** Material provided **
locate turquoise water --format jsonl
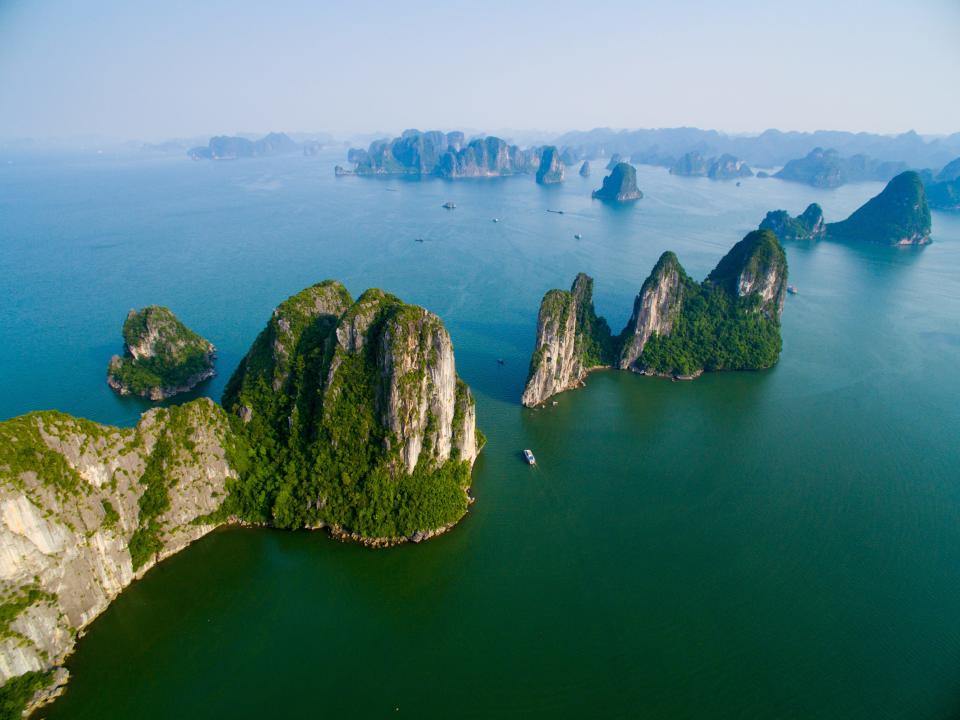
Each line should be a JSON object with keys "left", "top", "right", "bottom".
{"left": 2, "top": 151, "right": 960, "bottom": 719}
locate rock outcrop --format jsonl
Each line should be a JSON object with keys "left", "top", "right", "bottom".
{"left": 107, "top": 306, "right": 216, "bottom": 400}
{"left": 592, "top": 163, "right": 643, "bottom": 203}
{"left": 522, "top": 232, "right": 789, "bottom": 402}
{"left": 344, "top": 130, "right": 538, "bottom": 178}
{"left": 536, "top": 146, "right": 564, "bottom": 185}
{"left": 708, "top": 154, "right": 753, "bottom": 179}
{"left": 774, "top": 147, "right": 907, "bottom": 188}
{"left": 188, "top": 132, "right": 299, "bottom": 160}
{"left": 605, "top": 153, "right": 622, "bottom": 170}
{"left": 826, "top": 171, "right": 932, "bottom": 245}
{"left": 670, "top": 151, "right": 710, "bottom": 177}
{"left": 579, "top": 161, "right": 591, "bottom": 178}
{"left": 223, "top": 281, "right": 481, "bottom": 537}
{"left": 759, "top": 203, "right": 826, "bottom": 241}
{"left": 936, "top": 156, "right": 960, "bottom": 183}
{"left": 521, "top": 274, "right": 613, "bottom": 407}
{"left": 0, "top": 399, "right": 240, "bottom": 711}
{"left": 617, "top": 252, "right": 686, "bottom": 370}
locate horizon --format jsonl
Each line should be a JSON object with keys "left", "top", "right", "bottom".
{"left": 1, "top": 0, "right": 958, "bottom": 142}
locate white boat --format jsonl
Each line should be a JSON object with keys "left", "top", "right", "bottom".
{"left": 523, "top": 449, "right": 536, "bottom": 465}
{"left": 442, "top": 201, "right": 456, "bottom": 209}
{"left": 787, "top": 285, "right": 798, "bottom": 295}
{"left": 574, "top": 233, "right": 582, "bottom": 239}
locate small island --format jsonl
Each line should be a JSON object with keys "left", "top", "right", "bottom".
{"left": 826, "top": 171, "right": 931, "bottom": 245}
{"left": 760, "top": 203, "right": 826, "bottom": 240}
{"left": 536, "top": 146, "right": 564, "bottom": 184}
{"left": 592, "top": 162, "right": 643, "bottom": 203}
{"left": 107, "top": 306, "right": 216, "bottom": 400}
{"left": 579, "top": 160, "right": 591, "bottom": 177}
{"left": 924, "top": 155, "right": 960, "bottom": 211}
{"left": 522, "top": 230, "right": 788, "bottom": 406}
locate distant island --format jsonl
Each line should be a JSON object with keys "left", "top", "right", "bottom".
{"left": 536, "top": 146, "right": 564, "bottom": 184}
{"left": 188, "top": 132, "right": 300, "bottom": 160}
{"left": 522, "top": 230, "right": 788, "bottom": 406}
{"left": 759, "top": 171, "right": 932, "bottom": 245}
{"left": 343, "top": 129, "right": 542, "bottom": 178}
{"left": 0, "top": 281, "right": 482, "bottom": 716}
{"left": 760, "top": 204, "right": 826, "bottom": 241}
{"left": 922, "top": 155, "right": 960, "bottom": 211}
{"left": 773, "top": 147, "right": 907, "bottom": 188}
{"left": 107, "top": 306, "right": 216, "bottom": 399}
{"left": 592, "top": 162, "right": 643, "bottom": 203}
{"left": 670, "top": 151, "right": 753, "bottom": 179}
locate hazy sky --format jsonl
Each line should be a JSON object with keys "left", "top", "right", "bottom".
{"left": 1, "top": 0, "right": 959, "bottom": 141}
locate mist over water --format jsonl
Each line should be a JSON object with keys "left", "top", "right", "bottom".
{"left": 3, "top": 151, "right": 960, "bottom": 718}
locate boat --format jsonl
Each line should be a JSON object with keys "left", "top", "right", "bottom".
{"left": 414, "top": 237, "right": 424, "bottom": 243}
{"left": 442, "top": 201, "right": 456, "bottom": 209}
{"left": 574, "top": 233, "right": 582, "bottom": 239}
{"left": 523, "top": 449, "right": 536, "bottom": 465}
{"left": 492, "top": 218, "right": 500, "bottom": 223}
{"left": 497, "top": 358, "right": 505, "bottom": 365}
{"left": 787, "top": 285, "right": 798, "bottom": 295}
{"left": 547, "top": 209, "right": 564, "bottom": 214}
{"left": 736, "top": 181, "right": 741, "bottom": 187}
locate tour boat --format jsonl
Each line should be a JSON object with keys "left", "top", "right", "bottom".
...
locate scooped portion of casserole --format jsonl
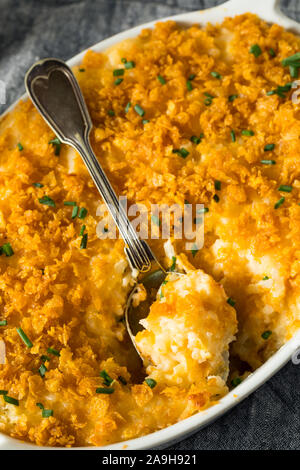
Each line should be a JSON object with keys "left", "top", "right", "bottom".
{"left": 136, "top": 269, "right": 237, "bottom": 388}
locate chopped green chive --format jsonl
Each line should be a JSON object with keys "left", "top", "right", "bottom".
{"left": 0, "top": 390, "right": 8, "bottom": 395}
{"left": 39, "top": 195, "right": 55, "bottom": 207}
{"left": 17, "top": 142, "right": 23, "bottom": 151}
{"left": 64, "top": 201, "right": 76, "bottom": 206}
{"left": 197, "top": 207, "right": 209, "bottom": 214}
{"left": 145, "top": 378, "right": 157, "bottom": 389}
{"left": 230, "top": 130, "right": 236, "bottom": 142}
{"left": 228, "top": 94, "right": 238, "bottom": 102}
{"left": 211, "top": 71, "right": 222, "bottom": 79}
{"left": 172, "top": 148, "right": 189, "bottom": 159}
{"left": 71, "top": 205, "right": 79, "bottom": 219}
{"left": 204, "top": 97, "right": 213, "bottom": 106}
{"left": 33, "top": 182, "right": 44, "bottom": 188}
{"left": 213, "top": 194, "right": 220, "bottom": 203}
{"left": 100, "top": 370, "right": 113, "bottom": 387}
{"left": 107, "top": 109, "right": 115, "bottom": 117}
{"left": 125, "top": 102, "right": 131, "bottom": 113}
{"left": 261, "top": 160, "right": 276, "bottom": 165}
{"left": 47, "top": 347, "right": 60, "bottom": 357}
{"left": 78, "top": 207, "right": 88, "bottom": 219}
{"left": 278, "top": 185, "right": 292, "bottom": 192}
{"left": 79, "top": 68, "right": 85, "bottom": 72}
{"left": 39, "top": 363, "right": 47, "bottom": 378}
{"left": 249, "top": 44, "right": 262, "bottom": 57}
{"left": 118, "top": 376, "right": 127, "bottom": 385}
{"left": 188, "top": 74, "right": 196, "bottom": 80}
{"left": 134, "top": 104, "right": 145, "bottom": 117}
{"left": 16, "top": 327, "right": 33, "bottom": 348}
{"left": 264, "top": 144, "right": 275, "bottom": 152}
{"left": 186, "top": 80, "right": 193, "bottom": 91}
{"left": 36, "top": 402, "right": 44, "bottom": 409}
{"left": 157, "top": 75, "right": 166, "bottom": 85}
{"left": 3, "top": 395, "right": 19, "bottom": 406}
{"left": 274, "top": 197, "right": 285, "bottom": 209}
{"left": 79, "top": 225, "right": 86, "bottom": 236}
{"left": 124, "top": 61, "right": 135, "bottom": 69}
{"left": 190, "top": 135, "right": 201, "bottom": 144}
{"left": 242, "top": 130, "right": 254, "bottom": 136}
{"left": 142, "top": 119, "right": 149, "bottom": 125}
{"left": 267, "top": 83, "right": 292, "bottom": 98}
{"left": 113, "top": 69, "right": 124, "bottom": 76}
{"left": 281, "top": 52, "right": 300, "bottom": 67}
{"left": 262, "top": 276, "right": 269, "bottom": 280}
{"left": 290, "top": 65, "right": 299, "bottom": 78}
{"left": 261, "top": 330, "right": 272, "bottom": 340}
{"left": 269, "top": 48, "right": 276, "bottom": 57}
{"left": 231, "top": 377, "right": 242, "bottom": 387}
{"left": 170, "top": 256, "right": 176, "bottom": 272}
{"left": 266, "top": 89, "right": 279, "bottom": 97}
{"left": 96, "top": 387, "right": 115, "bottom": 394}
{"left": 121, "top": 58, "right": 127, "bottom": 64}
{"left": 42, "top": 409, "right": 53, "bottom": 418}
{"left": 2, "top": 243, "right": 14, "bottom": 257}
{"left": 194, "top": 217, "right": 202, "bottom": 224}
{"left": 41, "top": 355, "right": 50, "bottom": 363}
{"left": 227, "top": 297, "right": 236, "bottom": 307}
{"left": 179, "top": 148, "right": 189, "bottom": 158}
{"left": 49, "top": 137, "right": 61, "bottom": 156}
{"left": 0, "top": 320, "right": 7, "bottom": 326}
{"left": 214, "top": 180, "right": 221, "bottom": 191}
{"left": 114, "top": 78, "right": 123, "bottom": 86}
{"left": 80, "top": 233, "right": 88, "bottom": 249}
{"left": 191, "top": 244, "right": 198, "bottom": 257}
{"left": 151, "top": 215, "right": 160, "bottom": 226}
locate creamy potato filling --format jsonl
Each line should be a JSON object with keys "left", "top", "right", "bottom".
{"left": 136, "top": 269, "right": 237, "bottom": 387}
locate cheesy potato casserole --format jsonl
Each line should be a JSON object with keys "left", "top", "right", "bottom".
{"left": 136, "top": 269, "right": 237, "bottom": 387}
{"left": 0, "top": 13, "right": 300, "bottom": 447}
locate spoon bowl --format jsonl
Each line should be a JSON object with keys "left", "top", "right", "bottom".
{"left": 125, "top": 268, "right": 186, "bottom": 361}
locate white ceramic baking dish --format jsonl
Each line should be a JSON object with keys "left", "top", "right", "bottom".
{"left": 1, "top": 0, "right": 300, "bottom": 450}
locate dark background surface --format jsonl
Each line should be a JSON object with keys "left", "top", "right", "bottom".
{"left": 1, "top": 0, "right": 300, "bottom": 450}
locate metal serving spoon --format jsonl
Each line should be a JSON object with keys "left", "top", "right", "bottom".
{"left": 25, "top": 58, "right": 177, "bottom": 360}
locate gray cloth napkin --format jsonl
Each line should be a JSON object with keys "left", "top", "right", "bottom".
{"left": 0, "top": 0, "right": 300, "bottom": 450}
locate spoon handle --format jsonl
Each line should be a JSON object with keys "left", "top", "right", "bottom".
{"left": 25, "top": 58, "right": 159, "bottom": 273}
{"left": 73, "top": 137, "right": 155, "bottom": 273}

** Action item **
Whenever the word "water" shows up in a line of the entries, list that line.

** Finished task **
locate turquoise water --format jsonl
locate mist over water --format jsonl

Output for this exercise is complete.